* EXERCISE OBJECTIVE *
Select and copy every line of the entries below that contains the string "boulder". Case counts, so match only that exact capitalization.

* SUPPLIED MATERIAL *
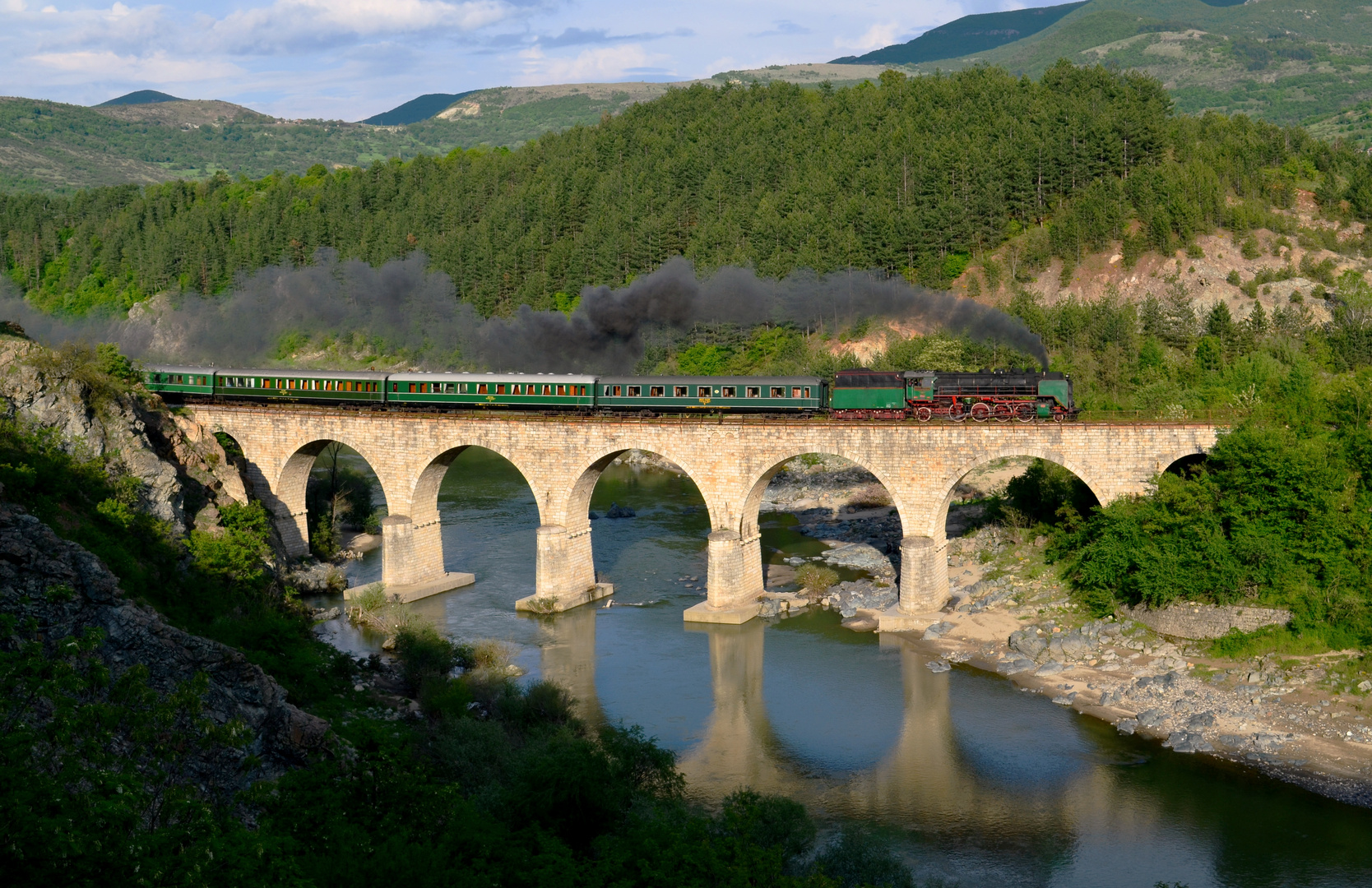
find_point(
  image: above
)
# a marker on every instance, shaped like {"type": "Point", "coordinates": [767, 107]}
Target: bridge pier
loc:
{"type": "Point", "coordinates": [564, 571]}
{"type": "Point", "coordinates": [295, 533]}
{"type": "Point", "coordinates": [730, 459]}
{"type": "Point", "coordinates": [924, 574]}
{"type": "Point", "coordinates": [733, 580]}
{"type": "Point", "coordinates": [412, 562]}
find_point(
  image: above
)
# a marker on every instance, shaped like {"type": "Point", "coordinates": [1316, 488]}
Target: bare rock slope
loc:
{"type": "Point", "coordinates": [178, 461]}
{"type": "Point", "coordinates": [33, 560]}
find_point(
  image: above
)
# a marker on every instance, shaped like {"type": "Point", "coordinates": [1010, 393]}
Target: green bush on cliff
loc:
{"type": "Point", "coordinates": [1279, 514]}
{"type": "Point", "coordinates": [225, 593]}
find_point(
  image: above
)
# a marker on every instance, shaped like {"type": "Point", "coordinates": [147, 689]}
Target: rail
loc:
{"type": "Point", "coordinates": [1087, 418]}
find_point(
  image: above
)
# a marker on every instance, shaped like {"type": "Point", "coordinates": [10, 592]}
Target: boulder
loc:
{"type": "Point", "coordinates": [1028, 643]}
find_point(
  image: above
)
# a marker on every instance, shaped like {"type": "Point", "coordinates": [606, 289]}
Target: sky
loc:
---
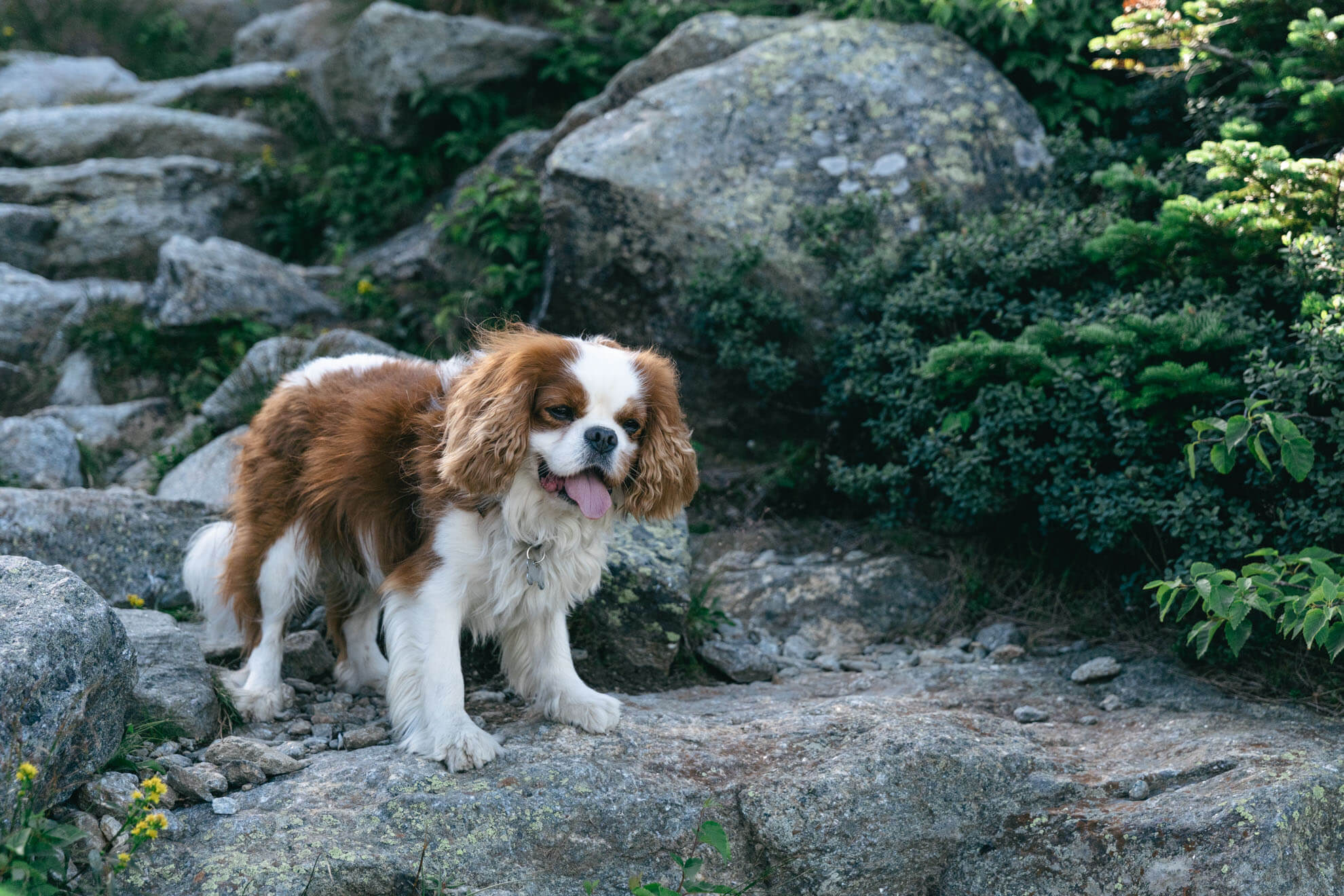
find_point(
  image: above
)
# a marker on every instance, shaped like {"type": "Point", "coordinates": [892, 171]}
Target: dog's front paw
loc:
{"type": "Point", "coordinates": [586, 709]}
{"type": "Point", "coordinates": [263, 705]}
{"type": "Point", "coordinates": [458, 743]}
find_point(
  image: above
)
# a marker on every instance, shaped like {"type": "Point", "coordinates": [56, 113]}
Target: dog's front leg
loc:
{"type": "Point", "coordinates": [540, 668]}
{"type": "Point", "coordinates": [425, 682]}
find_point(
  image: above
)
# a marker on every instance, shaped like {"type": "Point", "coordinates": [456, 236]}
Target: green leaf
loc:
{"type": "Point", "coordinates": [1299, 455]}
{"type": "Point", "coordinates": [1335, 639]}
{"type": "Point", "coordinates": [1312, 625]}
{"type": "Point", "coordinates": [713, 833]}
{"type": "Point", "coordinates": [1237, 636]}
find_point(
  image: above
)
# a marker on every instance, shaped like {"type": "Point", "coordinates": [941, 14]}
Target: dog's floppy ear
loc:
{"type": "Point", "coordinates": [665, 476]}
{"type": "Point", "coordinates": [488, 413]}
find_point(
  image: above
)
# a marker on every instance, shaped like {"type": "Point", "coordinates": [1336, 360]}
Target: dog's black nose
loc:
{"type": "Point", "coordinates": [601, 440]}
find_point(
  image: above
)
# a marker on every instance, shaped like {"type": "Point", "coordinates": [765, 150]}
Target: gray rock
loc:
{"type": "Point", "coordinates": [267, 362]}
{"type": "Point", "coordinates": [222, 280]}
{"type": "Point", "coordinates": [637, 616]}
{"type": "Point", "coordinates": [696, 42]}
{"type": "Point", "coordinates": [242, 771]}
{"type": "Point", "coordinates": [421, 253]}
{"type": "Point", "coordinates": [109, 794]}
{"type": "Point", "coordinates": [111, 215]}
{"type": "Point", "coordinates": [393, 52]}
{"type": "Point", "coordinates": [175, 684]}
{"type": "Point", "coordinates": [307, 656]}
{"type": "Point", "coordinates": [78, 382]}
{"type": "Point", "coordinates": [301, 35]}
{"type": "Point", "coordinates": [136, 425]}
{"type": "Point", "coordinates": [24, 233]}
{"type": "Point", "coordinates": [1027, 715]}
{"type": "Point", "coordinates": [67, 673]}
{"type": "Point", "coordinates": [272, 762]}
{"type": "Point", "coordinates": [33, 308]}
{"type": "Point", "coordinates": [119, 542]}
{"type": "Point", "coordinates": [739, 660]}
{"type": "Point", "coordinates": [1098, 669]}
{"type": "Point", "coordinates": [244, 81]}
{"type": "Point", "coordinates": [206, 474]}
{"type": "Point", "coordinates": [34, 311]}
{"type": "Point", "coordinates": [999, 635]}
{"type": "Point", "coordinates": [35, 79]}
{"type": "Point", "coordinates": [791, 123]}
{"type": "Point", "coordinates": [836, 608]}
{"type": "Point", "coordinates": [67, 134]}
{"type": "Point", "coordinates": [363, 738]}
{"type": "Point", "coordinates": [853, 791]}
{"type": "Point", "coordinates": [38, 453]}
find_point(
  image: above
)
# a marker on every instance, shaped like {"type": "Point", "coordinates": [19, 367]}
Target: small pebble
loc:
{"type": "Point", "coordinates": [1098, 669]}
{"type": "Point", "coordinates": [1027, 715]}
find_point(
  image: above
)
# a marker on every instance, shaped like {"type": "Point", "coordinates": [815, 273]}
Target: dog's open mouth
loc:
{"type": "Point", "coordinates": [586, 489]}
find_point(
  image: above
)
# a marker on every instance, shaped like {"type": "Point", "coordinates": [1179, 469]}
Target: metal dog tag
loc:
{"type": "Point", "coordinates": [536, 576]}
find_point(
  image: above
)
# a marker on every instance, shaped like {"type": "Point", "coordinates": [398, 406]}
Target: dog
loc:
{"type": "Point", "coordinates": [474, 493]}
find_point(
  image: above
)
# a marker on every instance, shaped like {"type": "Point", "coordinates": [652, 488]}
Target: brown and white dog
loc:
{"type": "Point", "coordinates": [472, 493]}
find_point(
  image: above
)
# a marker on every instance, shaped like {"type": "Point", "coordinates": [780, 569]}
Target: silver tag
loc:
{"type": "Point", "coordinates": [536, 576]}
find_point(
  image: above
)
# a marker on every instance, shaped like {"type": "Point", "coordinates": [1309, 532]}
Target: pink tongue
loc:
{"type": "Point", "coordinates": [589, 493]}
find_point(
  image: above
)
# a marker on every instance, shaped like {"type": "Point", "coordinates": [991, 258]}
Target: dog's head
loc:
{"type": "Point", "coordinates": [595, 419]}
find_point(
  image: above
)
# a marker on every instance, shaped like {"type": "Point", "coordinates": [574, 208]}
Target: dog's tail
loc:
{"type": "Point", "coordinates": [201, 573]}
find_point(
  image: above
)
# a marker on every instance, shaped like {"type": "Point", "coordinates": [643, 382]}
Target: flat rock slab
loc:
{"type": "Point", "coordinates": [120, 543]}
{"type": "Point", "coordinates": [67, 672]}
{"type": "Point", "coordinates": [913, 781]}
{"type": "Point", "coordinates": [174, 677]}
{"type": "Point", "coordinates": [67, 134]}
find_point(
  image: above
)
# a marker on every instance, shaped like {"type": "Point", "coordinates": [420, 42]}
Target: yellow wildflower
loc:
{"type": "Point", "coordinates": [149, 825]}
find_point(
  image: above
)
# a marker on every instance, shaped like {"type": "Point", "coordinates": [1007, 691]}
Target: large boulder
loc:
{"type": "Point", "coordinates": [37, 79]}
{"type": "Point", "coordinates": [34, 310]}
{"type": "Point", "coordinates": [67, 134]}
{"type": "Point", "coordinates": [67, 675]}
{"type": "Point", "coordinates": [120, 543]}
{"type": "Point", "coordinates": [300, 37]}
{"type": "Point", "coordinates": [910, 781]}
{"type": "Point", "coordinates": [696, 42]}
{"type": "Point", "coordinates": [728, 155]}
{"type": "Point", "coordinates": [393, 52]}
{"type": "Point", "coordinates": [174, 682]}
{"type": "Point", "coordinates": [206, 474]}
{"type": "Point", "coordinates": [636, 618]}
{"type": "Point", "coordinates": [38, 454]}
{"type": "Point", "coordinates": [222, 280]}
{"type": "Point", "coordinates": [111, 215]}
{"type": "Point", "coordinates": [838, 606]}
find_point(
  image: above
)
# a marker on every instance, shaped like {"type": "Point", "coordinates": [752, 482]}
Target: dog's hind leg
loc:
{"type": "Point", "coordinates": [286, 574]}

* FINAL ANSWER *
Target: boulder
Target: large boulder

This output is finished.